DIRECTIVE » Copy out the rows below word for word, starting at the line that contains "Objective: one point per instance of the left" and ending at the final row, with both ends included.

EXTRACTED MATERIAL »
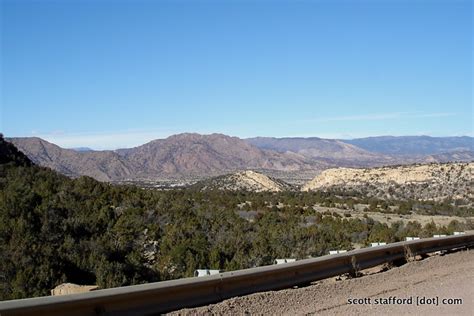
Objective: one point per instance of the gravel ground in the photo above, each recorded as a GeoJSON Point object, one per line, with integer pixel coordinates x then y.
{"type": "Point", "coordinates": [438, 277]}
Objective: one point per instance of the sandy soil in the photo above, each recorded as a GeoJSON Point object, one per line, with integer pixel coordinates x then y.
{"type": "Point", "coordinates": [438, 277]}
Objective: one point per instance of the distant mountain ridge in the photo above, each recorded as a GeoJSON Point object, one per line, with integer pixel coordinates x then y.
{"type": "Point", "coordinates": [414, 145]}
{"type": "Point", "coordinates": [195, 156]}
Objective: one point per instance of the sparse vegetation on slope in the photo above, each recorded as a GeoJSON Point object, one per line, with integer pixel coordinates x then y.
{"type": "Point", "coordinates": [54, 229]}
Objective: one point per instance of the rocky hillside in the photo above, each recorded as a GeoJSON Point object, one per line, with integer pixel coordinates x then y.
{"type": "Point", "coordinates": [101, 165]}
{"type": "Point", "coordinates": [190, 157]}
{"type": "Point", "coordinates": [178, 156]}
{"type": "Point", "coordinates": [245, 181]}
{"type": "Point", "coordinates": [332, 151]}
{"type": "Point", "coordinates": [427, 182]}
{"type": "Point", "coordinates": [195, 154]}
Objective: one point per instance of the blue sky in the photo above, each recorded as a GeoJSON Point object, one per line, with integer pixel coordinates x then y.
{"type": "Point", "coordinates": [108, 74]}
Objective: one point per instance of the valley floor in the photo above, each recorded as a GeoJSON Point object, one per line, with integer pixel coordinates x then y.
{"type": "Point", "coordinates": [443, 277]}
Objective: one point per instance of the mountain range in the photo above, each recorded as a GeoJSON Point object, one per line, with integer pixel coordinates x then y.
{"type": "Point", "coordinates": [195, 156]}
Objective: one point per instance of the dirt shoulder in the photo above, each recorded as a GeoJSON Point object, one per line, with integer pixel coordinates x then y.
{"type": "Point", "coordinates": [439, 277]}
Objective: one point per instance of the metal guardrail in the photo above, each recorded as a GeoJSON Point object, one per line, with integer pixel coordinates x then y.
{"type": "Point", "coordinates": [154, 298]}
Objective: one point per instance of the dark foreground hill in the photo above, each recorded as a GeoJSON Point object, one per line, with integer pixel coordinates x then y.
{"type": "Point", "coordinates": [189, 157]}
{"type": "Point", "coordinates": [54, 229]}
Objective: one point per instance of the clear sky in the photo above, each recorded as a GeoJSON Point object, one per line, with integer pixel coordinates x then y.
{"type": "Point", "coordinates": [108, 74]}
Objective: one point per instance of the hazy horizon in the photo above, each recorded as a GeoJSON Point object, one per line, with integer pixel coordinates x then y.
{"type": "Point", "coordinates": [109, 75]}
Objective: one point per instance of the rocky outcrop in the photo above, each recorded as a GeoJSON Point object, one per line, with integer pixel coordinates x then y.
{"type": "Point", "coordinates": [429, 181]}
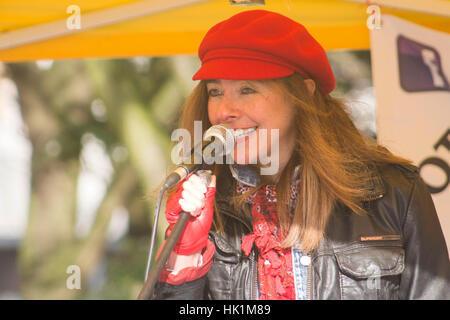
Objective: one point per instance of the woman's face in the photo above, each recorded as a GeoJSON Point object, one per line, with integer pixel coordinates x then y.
{"type": "Point", "coordinates": [261, 109]}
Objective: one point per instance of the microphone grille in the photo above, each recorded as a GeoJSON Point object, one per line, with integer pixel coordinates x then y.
{"type": "Point", "coordinates": [224, 134]}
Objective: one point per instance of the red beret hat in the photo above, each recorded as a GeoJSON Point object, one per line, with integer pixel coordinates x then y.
{"type": "Point", "coordinates": [259, 44]}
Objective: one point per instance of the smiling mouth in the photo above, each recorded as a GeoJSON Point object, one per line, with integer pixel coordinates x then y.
{"type": "Point", "coordinates": [239, 133]}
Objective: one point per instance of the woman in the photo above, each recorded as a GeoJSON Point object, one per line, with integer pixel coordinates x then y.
{"type": "Point", "coordinates": [341, 218]}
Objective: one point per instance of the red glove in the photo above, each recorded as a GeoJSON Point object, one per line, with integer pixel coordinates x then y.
{"type": "Point", "coordinates": [192, 197]}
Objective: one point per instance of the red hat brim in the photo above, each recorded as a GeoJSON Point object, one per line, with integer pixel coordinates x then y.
{"type": "Point", "coordinates": [240, 69]}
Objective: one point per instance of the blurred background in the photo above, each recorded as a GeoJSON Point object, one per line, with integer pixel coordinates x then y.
{"type": "Point", "coordinates": [84, 145]}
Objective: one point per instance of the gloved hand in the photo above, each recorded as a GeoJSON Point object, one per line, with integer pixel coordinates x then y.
{"type": "Point", "coordinates": [193, 197]}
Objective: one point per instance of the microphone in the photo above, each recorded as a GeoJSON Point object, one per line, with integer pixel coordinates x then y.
{"type": "Point", "coordinates": [218, 138]}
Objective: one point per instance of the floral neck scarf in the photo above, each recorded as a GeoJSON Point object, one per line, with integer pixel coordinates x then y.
{"type": "Point", "coordinates": [276, 277]}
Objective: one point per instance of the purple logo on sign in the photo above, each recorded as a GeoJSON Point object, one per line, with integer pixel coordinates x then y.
{"type": "Point", "coordinates": [420, 67]}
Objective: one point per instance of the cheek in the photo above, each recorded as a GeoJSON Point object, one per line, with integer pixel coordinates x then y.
{"type": "Point", "coordinates": [211, 115]}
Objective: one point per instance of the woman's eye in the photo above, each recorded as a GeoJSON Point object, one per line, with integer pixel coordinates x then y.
{"type": "Point", "coordinates": [247, 90]}
{"type": "Point", "coordinates": [213, 92]}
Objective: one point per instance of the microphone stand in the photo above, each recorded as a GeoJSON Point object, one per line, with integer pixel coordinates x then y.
{"type": "Point", "coordinates": [146, 292]}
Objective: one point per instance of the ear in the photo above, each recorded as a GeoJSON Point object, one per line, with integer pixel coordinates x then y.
{"type": "Point", "coordinates": [311, 85]}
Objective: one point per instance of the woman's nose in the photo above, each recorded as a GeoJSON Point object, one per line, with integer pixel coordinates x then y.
{"type": "Point", "coordinates": [226, 110]}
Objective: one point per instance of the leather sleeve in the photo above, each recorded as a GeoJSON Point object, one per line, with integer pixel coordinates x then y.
{"type": "Point", "coordinates": [427, 266]}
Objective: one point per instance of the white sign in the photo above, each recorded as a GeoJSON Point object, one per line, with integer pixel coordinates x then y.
{"type": "Point", "coordinates": [411, 72]}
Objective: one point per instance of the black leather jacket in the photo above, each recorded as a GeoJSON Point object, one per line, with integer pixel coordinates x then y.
{"type": "Point", "coordinates": [397, 251]}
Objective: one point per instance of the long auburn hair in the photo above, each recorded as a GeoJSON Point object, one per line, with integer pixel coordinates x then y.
{"type": "Point", "coordinates": [337, 162]}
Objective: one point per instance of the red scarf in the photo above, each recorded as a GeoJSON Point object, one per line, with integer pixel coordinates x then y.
{"type": "Point", "coordinates": [276, 277]}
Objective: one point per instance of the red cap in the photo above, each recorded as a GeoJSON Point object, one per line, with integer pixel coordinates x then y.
{"type": "Point", "coordinates": [259, 44]}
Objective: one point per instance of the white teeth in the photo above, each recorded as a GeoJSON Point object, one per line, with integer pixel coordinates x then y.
{"type": "Point", "coordinates": [243, 132]}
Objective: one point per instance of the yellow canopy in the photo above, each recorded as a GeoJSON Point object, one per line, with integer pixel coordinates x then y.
{"type": "Point", "coordinates": [31, 30]}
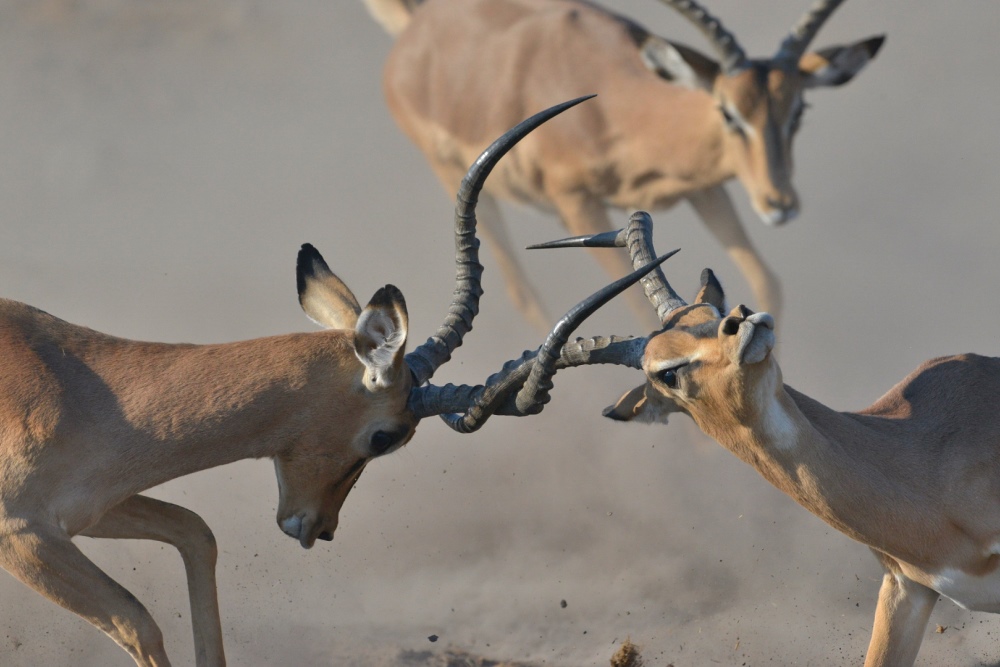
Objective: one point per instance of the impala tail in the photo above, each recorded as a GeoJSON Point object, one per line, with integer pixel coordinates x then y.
{"type": "Point", "coordinates": [392, 15]}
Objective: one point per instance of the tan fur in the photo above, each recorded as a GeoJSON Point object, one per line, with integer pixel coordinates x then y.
{"type": "Point", "coordinates": [465, 68]}
{"type": "Point", "coordinates": [914, 476]}
{"type": "Point", "coordinates": [89, 421]}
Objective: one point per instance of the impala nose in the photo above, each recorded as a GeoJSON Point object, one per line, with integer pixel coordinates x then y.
{"type": "Point", "coordinates": [292, 526]}
{"type": "Point", "coordinates": [295, 527]}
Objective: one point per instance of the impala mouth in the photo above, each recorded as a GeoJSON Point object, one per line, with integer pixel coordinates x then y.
{"type": "Point", "coordinates": [756, 338]}
{"type": "Point", "coordinates": [300, 529]}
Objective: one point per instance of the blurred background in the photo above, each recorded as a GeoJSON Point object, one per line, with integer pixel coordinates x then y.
{"type": "Point", "coordinates": [161, 163]}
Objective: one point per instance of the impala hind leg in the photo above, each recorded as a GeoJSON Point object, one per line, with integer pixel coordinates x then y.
{"type": "Point", "coordinates": [584, 214]}
{"type": "Point", "coordinates": [904, 607]}
{"type": "Point", "coordinates": [717, 212]}
{"type": "Point", "coordinates": [146, 518]}
{"type": "Point", "coordinates": [44, 558]}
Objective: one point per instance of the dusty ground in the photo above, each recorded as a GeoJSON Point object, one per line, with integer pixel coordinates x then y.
{"type": "Point", "coordinates": [160, 163]}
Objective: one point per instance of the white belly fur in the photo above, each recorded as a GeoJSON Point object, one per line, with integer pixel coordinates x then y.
{"type": "Point", "coordinates": [967, 591]}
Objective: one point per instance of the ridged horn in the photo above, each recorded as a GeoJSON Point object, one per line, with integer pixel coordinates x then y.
{"type": "Point", "coordinates": [465, 409]}
{"type": "Point", "coordinates": [803, 33]}
{"type": "Point", "coordinates": [637, 236]}
{"type": "Point", "coordinates": [428, 357]}
{"type": "Point", "coordinates": [731, 55]}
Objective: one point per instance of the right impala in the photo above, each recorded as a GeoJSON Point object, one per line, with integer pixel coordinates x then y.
{"type": "Point", "coordinates": [669, 124]}
{"type": "Point", "coordinates": [916, 476]}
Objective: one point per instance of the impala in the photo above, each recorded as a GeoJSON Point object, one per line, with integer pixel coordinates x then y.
{"type": "Point", "coordinates": [914, 476]}
{"type": "Point", "coordinates": [670, 123]}
{"type": "Point", "coordinates": [89, 421]}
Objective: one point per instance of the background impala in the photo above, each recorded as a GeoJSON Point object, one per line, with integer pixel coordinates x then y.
{"type": "Point", "coordinates": [671, 123]}
{"type": "Point", "coordinates": [135, 145]}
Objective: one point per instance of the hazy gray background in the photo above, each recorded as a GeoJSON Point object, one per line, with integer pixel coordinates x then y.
{"type": "Point", "coordinates": [161, 162]}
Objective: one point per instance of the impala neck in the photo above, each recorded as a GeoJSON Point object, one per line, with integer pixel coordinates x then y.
{"type": "Point", "coordinates": [833, 464]}
{"type": "Point", "coordinates": [206, 406]}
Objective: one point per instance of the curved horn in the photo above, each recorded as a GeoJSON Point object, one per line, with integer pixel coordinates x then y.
{"type": "Point", "coordinates": [428, 357]}
{"type": "Point", "coordinates": [803, 32]}
{"type": "Point", "coordinates": [731, 55]}
{"type": "Point", "coordinates": [637, 236]}
{"type": "Point", "coordinates": [468, 407]}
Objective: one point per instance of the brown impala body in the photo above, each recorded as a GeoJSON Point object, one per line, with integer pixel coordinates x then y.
{"type": "Point", "coordinates": [669, 123]}
{"type": "Point", "coordinates": [914, 477]}
{"type": "Point", "coordinates": [89, 421]}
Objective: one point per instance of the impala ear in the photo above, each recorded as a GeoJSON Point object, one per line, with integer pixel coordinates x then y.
{"type": "Point", "coordinates": [324, 297]}
{"type": "Point", "coordinates": [836, 65]}
{"type": "Point", "coordinates": [380, 337]}
{"type": "Point", "coordinates": [679, 64]}
{"type": "Point", "coordinates": [711, 291]}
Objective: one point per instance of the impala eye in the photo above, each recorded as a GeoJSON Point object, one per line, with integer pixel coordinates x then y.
{"type": "Point", "coordinates": [381, 442]}
{"type": "Point", "coordinates": [669, 377]}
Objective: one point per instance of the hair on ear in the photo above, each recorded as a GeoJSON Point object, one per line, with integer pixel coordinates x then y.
{"type": "Point", "coordinates": [711, 291]}
{"type": "Point", "coordinates": [380, 335]}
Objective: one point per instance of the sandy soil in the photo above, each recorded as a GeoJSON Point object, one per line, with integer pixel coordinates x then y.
{"type": "Point", "coordinates": [160, 163]}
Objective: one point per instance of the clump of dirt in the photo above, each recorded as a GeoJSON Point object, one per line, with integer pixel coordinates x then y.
{"type": "Point", "coordinates": [627, 655]}
{"type": "Point", "coordinates": [453, 658]}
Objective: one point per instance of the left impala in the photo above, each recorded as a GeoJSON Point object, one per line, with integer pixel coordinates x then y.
{"type": "Point", "coordinates": [89, 421]}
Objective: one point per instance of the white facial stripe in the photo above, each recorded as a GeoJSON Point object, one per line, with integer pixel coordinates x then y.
{"type": "Point", "coordinates": [747, 128]}
{"type": "Point", "coordinates": [661, 366]}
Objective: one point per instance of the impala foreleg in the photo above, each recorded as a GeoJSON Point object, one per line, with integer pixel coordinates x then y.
{"type": "Point", "coordinates": [583, 214]}
{"type": "Point", "coordinates": [143, 518]}
{"type": "Point", "coordinates": [44, 558]}
{"type": "Point", "coordinates": [717, 212]}
{"type": "Point", "coordinates": [904, 606]}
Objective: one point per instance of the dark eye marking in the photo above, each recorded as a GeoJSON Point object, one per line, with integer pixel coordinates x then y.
{"type": "Point", "coordinates": [669, 376]}
{"type": "Point", "coordinates": [381, 442]}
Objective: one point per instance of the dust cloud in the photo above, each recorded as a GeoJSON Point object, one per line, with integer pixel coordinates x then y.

ANSWER IN FULL »
Objective: one point per instance of the left impala in the photo above, each recorded as a GeoJSON Point object, one per line, with integer pixel coordinates x then y.
{"type": "Point", "coordinates": [89, 421]}
Objective: one point per instance of the white facial stripe in the photo above, each recorded as a GeoJSON Point object, one per line, with integer pixel coordinates x then y.
{"type": "Point", "coordinates": [747, 128]}
{"type": "Point", "coordinates": [661, 366]}
Objective: one point per instance of the impala foreleg in the photo above, each recorded as a GeoJSON Point object, one per line, with integer pixel coordinates x then y.
{"type": "Point", "coordinates": [583, 214]}
{"type": "Point", "coordinates": [143, 518]}
{"type": "Point", "coordinates": [44, 558]}
{"type": "Point", "coordinates": [717, 212]}
{"type": "Point", "coordinates": [904, 606]}
Objective: one point per instance of the dark eye marking in the photo above, each recorded as a GeoJSON Point object, one per line, with integer pixel coordinates x then y.
{"type": "Point", "coordinates": [669, 376]}
{"type": "Point", "coordinates": [381, 442]}
Objective: one point per instance of the dust cloud in the photo above, each recorded as a GeoJSON Point object, one per line, with integer pixel coordinates x then y.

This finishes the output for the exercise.